Image point grounding data:
******************************

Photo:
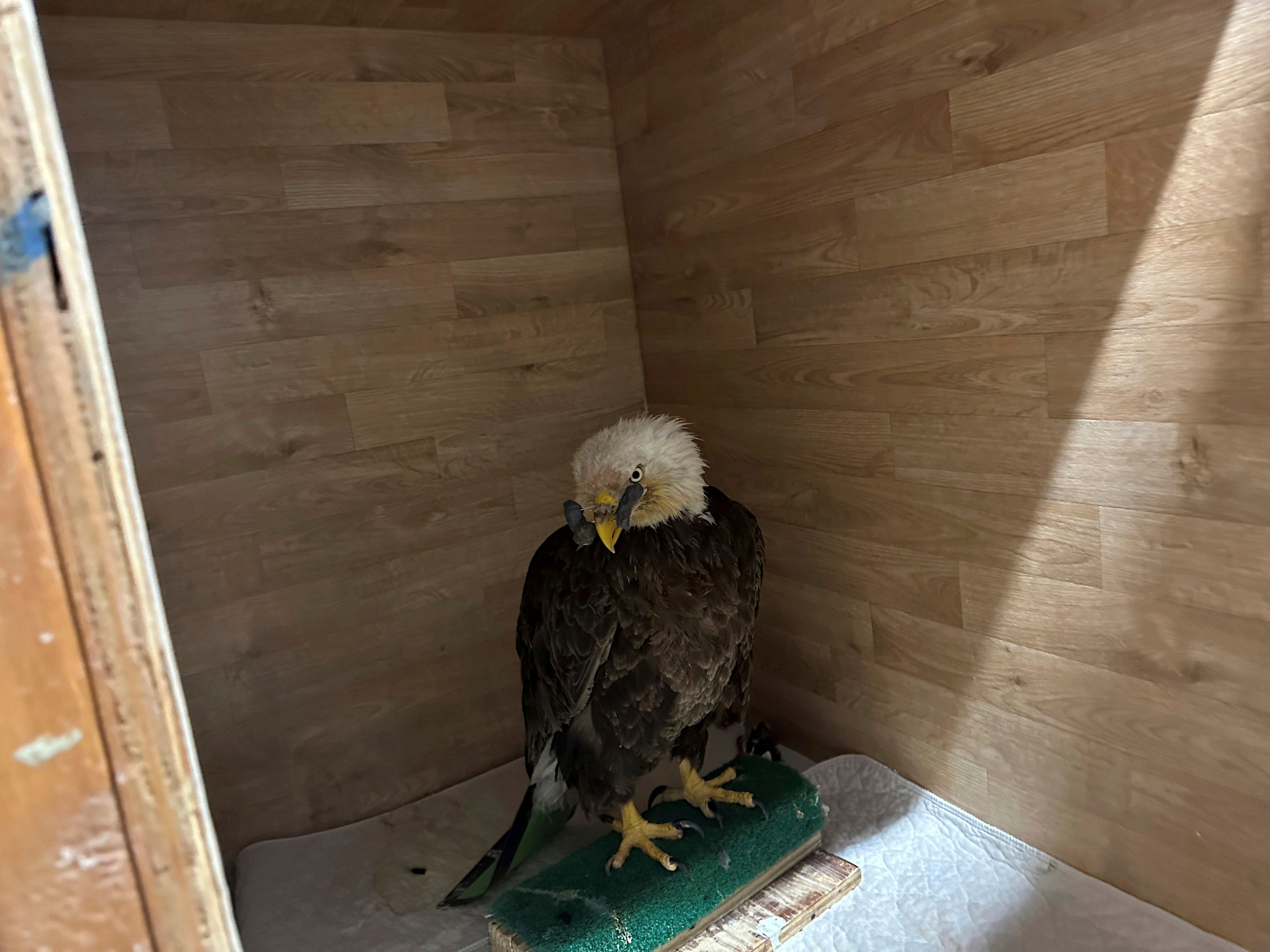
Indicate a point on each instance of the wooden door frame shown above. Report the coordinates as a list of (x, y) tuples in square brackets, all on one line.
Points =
[(53, 324)]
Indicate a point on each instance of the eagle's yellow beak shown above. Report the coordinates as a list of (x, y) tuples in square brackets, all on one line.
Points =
[(606, 524)]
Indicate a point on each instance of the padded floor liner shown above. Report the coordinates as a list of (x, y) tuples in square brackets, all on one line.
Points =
[(934, 878)]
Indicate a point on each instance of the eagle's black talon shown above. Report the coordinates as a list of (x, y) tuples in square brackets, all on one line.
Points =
[(689, 825), (583, 532), (628, 503)]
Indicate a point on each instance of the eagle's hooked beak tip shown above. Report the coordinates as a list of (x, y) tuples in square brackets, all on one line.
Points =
[(609, 531), (606, 522)]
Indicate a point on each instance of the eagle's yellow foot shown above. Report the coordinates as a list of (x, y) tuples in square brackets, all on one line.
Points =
[(639, 833), (700, 792)]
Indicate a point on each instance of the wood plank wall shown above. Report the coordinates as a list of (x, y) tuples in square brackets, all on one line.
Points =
[(359, 328), (531, 17), (968, 303)]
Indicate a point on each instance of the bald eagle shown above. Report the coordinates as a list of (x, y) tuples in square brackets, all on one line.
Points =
[(632, 649)]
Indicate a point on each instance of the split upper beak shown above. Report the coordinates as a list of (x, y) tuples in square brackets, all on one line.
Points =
[(606, 522)]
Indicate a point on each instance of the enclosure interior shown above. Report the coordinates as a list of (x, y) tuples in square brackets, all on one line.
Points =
[(966, 301)]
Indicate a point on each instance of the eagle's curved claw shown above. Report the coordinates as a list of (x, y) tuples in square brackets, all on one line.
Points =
[(628, 503), (690, 825), (583, 532)]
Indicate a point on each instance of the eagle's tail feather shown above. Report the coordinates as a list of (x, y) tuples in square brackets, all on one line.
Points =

******************************

● **About this task**:
Your job is to return all lines above that hold the word "beak".

● **Result of this exercise**:
Indicate a point on each instance of the eagle's yellow beak shown above. Report the coordinates as a list of (x, y) tuples in square brackets, all on one line.
Indicate a point on each instance of the eagle's hooked beak tip shown above. Report the coordinates as a list of (x, y) tuples in square brackets, all on one line.
Indicate a point on each instance of the split upper beak shown above. Report the coordinates as a list of (x, y) tuples in square brackets, all on one line.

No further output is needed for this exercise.